[Excerpts from bounding box data]
------------------------------
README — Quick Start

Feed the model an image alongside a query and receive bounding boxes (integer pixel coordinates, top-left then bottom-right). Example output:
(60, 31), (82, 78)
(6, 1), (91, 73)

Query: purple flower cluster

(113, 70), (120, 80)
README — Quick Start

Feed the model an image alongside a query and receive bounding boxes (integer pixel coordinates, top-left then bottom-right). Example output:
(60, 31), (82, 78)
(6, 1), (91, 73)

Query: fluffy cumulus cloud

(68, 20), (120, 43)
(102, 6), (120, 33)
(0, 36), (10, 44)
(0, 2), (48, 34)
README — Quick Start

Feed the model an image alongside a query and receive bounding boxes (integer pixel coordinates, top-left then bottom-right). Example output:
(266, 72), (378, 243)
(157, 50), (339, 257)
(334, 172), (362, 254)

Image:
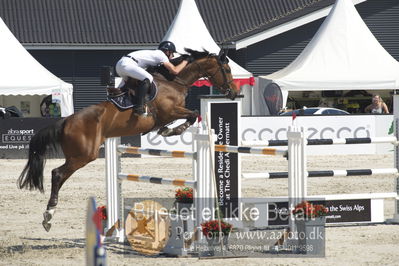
------------------------------
Format the listing above as a Markdown table with columns named Row and Line, giving each non-blank line its own numbered row. Omit the pictures.

### Answer to this exercise
| Row | Line |
|---|---|
| 1 | README — Quick Start |
| 2 | Feed the model an image alongside a query and receive bounding boxes (integer pixel coordinates, top-left then bottom-right). Example output: |
| 3 | (60, 31), (82, 78) |
| 4 | (6, 1), (91, 73) |
| 5 | Query: purple flower cluster |
| 6 | (113, 70), (120, 80) |
| 7 | README — Quick Start |
| 8 | Feed the model an image alongside a query and receive bounding boxes (integer pixel coordinates, top-left then bottom-right). Example output: |
| 9 | (60, 31), (82, 78) |
| 10 | (6, 1), (91, 73) |
| 11 | Query: fluffy cumulus cloud |
| 12 | (68, 20), (120, 43) |
| 13 | (102, 6), (120, 33) |
| 14 | (0, 36), (10, 44) |
| 15 | (0, 2), (48, 34) |
| 16 | README — Quick Start |
| 17 | Feed the model an image alongside a query and receive bounding boxes (integer pixel coordinates, top-left then bottom-right). Example output: |
| 18 | (266, 72), (378, 243) |
| 19 | (157, 50), (339, 257) |
| 20 | (334, 172), (362, 254) |
| 21 | Image: |